*** Provided data ***

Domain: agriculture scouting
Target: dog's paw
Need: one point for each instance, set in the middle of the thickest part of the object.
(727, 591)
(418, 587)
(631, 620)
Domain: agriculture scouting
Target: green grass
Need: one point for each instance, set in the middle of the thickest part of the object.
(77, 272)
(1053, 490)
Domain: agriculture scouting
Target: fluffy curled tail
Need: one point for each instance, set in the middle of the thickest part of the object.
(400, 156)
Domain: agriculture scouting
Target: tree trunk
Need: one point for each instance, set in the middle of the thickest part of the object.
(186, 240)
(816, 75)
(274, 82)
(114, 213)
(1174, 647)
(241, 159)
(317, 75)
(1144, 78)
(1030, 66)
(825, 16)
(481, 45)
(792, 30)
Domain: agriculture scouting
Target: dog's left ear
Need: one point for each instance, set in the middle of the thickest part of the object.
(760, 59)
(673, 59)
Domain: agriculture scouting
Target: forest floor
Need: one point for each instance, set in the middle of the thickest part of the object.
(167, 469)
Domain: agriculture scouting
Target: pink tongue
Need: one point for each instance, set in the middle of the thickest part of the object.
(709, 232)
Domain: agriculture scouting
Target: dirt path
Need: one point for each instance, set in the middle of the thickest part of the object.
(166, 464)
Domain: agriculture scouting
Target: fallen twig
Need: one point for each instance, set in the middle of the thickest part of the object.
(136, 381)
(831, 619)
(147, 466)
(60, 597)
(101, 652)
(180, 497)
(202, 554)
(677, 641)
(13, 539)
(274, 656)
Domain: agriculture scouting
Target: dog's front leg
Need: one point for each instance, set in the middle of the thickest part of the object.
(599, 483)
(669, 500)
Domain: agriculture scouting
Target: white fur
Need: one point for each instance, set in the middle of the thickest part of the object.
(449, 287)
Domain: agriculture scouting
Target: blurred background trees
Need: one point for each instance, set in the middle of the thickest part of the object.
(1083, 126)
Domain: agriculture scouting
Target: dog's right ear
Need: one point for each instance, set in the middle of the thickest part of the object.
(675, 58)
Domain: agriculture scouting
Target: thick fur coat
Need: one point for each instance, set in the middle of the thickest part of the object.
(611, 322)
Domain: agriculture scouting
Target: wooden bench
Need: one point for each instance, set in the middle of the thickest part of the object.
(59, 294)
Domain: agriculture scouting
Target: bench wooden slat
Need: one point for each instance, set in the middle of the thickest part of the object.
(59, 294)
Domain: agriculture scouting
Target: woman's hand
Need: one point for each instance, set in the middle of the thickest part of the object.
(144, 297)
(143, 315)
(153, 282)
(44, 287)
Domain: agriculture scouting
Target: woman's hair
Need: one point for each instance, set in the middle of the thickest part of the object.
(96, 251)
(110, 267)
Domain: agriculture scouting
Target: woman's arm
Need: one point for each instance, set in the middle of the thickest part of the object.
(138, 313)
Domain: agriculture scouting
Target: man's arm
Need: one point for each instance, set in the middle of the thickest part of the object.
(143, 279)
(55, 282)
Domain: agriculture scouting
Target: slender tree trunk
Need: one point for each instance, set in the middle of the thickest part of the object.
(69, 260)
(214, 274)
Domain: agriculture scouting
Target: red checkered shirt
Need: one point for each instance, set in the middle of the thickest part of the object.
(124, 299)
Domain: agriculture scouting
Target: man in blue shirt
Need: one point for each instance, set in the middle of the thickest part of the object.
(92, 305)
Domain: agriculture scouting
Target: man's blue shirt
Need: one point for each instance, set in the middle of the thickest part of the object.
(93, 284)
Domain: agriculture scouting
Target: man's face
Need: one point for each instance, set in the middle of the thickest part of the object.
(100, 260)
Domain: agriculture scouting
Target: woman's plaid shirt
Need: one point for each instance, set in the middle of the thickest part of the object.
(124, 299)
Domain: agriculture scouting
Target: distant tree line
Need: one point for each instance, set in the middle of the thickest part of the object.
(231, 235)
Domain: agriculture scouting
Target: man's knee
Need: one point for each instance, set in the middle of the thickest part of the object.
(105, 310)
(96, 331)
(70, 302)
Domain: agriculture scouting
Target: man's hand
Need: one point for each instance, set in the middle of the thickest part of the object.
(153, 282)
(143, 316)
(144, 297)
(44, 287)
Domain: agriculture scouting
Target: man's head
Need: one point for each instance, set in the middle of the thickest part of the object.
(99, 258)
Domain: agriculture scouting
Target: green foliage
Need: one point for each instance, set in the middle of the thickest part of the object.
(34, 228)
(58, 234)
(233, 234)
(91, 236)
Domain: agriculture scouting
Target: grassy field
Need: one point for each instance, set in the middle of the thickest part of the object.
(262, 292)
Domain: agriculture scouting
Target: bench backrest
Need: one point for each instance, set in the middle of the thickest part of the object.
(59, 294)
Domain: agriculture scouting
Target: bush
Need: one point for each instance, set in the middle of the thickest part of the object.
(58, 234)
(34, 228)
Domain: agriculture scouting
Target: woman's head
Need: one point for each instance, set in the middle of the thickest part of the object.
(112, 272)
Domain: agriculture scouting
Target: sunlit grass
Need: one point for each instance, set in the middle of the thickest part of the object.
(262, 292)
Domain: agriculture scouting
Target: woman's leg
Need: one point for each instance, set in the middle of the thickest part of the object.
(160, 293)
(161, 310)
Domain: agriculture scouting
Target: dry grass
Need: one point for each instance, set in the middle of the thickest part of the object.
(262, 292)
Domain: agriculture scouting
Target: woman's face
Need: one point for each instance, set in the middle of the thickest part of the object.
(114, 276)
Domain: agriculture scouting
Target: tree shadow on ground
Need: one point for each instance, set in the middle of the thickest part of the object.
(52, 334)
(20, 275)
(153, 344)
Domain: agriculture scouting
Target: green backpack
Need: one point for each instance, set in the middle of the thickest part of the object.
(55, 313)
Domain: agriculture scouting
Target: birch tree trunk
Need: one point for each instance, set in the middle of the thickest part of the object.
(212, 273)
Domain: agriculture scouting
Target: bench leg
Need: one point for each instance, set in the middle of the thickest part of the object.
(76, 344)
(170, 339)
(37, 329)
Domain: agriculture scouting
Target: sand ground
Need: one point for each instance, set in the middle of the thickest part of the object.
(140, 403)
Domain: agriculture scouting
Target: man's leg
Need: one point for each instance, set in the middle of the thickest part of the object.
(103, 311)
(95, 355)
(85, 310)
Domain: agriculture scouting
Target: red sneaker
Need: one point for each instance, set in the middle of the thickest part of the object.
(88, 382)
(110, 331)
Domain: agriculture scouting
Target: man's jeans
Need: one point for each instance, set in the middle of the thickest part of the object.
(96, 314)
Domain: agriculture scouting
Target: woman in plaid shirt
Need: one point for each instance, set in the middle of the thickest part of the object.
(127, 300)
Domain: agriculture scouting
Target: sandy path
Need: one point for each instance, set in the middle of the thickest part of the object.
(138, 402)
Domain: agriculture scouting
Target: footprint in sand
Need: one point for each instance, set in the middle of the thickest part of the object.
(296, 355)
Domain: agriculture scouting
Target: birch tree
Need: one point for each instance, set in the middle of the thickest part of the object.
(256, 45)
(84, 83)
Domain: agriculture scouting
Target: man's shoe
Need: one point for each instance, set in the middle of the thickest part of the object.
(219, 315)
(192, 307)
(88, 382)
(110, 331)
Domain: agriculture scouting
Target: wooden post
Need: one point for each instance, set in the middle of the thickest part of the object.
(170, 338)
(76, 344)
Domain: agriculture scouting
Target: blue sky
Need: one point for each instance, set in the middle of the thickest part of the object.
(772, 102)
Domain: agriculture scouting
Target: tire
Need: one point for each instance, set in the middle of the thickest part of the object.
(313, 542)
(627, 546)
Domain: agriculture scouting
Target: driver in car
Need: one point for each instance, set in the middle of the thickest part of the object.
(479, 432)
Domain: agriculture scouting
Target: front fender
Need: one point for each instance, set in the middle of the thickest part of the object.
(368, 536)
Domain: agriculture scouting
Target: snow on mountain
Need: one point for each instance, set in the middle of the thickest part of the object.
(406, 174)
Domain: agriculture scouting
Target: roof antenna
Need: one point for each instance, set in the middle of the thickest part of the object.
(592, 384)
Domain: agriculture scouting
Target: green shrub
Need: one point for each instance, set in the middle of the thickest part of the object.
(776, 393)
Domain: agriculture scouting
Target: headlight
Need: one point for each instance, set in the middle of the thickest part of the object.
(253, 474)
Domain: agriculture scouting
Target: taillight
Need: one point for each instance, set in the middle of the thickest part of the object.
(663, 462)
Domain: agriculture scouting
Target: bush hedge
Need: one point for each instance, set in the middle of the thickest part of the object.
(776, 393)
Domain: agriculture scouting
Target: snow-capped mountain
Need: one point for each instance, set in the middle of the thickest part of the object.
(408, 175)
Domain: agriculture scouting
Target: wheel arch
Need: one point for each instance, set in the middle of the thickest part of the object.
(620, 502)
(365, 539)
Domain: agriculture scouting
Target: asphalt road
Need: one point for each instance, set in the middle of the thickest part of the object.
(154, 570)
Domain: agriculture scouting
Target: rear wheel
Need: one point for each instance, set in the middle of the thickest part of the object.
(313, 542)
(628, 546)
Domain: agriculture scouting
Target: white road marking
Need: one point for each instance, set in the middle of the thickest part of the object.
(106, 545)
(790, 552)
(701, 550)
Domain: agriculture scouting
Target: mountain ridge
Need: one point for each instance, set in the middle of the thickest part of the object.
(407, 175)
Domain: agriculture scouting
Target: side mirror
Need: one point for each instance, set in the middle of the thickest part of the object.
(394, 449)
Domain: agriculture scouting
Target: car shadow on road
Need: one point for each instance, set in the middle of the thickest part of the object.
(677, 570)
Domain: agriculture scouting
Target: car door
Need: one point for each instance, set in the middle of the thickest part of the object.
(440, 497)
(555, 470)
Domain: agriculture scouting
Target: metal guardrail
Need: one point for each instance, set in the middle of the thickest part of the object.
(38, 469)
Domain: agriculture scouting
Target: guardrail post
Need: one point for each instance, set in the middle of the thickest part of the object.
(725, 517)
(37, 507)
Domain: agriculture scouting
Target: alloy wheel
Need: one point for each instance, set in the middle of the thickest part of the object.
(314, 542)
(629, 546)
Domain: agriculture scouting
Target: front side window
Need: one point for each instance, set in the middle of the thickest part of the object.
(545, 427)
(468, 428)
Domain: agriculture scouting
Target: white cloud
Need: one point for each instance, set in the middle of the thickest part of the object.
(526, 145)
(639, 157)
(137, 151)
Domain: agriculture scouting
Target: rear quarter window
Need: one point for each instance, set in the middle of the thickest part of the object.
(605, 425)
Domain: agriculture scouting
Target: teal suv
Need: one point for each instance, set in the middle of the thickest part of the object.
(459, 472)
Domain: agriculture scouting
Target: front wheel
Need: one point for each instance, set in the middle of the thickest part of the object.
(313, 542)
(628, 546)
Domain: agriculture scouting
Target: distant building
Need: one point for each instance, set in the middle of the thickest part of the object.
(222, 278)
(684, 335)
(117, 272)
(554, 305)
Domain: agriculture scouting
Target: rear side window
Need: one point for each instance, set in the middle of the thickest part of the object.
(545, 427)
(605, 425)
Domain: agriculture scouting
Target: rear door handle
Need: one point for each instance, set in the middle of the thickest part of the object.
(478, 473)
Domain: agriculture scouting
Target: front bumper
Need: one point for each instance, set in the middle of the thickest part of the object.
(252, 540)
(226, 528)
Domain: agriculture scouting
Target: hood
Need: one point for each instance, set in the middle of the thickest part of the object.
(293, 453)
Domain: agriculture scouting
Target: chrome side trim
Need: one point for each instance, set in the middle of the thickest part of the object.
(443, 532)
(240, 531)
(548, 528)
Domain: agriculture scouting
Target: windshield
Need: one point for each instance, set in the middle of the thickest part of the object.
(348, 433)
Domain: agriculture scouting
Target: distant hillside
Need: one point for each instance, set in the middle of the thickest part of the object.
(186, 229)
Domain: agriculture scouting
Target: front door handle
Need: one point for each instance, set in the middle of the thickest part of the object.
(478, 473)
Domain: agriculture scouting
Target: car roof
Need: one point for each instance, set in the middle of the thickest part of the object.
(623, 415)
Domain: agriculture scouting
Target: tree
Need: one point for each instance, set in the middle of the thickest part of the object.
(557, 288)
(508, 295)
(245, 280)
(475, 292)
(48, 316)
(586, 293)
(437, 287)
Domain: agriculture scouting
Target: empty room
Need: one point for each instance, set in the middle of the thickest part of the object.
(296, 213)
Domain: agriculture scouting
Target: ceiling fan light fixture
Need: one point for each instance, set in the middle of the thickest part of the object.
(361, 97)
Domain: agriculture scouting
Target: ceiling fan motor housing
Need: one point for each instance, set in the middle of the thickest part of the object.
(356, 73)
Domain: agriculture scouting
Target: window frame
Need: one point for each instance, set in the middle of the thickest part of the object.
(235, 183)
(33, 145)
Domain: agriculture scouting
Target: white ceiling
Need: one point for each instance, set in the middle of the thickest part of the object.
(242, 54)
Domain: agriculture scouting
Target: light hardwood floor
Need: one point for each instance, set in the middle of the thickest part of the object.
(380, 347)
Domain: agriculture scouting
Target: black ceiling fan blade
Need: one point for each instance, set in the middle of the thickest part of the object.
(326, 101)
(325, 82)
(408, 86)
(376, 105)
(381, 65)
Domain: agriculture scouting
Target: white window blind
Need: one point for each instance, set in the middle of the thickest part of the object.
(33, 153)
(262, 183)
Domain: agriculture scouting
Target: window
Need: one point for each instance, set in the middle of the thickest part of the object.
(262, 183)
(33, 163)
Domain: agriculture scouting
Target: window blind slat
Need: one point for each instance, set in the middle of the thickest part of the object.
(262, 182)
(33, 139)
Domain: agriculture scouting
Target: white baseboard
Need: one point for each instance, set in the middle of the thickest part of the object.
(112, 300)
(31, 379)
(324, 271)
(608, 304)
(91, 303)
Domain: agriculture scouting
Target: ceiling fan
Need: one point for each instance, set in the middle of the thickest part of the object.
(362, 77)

***

### To do
Please write out exactly the lines from the start of the data through the line that contains "Target: dog's front leg", both ends included, and nothing else.

### Your response
Domain: agriculture scouting
Target: dog's paw
Need: one point for each instance, set in the middle of the thickest part of the object.
(727, 591)
(418, 587)
(631, 620)
Domain: agriculture scouting
Target: green grass
Need: one point for each instance, set in the middle of the thickest part of the object.
(77, 272)
(1053, 490)
Domain: agriculture scouting
Target: fluffy curled tail
Need: one point for each instance, set in the middle of the thickest part of the object.
(400, 156)
Domain: agriculture scouting
Target: tree trunk
Need: one point for each instance, set in the middle of the thickest part of the object.
(186, 240)
(816, 75)
(274, 82)
(114, 213)
(1174, 647)
(241, 159)
(317, 75)
(1144, 78)
(1030, 66)
(825, 16)
(481, 45)
(792, 30)
Domain: agriculture scouting
Target: dog's left ear
Need: one point for each instance, set in the middle of the thickest part of the object.
(760, 59)
(673, 59)
Domain: agriculture scouting
Target: forest floor
Need: one point for each instance, set in the middle of the thickest part of the object.
(167, 469)
Domain: agriculture scouting
Target: pink tongue
Need: one point for each instance, set in the middle of the thickest part of the object.
(709, 232)
Domain: agriculture scouting
Target: dirt path
Need: one point for each instance, set in the middle of the thickest part of the object.
(166, 464)
Domain: agriculture scouting
Target: fallen twig
Need: one point for each instance, set in the middle of the thickest part of the object.
(136, 381)
(831, 619)
(147, 466)
(60, 597)
(101, 652)
(180, 497)
(202, 554)
(677, 641)
(13, 539)
(274, 656)
Domain: agriculture scouting
Target: dog's front leg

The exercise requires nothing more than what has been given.